- _Information given_
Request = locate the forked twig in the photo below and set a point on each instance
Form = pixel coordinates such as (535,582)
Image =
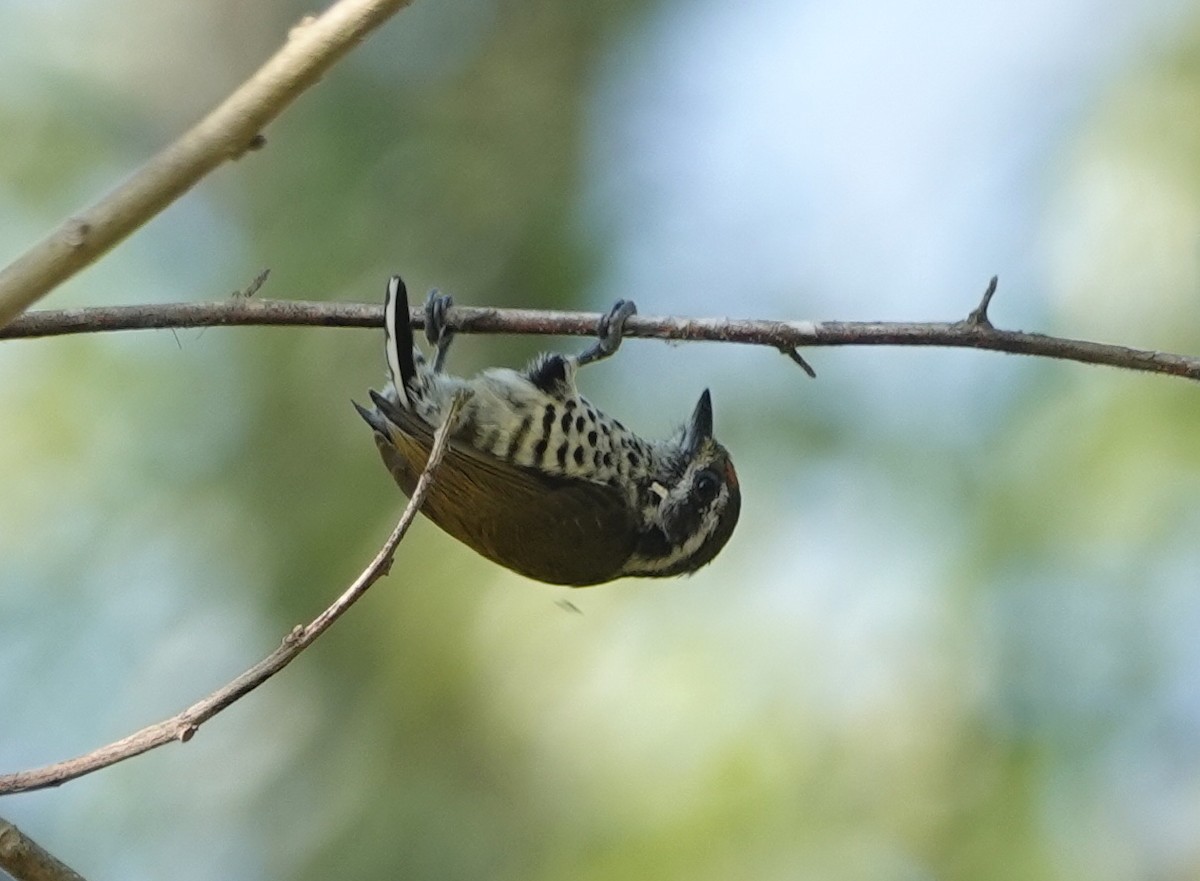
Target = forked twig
(973,331)
(185,725)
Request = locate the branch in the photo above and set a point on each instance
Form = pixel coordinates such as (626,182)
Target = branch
(27,861)
(226,133)
(185,725)
(975,331)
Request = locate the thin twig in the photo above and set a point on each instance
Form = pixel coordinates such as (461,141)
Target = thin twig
(231,130)
(185,725)
(27,861)
(785,336)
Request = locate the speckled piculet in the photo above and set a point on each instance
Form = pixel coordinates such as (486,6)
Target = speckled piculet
(537,478)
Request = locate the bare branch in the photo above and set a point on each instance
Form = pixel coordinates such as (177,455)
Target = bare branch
(185,725)
(27,861)
(235,126)
(975,331)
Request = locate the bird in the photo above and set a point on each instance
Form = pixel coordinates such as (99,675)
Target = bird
(537,478)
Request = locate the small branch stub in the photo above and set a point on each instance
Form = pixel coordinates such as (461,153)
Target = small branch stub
(978,317)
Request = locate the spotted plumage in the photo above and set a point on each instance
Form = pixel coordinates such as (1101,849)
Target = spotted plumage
(540,480)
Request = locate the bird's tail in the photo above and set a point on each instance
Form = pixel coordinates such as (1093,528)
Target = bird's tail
(399,339)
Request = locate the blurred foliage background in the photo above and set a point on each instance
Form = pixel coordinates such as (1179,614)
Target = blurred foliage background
(955,634)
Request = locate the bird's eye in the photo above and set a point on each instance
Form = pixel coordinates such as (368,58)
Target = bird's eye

- _Work order_
Repeat all of the entries word for word, but omit the pictures.

- _Response for this exercise_
Request = locate the forked twig in the photo below and set a point on each instance
Form = pixel coordinates such as (535,582)
Image =
Target = forked twig
(973,331)
(185,725)
Request = locate the branch in the photo above and set a point on each instance
Form = pixel coordinates such as (626,182)
Target = branch
(27,861)
(226,133)
(185,725)
(975,331)
Request = locate the thin twig in the photo above and set a point on each instance
Form = pixel coordinates such as (461,141)
Target = thin twig
(231,130)
(185,725)
(27,861)
(785,336)
Request = locate the speckled piculet in the photo above and set a point on each instance
Form = pixel coordinates such as (486,6)
Target = speckled piculet
(537,478)
Request = locate the bare branch in the photo above and set a point on each instance
Form = pixel coordinates such as (177,455)
Target = bare branch
(185,725)
(27,861)
(235,126)
(975,331)
Request = locate the bird in the photo above and set a point on each instance
Form = pixel coordinates such as (99,675)
Target = bird
(537,478)
Request = locate the small branch stub in the photo above and set a point on each instance
Form = pixel coordinates such as (461,153)
Target = small branch stub
(978,317)
Request = locate the spotted plumage in the photo above and set a point on each instance
Form = pixel coordinates such as (1101,849)
Target = spotted plumage
(540,480)
Request = locate the bird's tail in the photo above and set a point on each instance
Form = pixel coordinates such as (1093,528)
Target = bird's tail
(399,339)
Request = locate the blurred foliage background in the photo above and set a point on each instance
Form = pixel coordinates such as (1179,614)
Target = blurred foliage background
(955,634)
Request = locate the bird's eye in the photo above and set a point on each instance
Form = pixel coordinates such as (368,58)
Target = bird's eye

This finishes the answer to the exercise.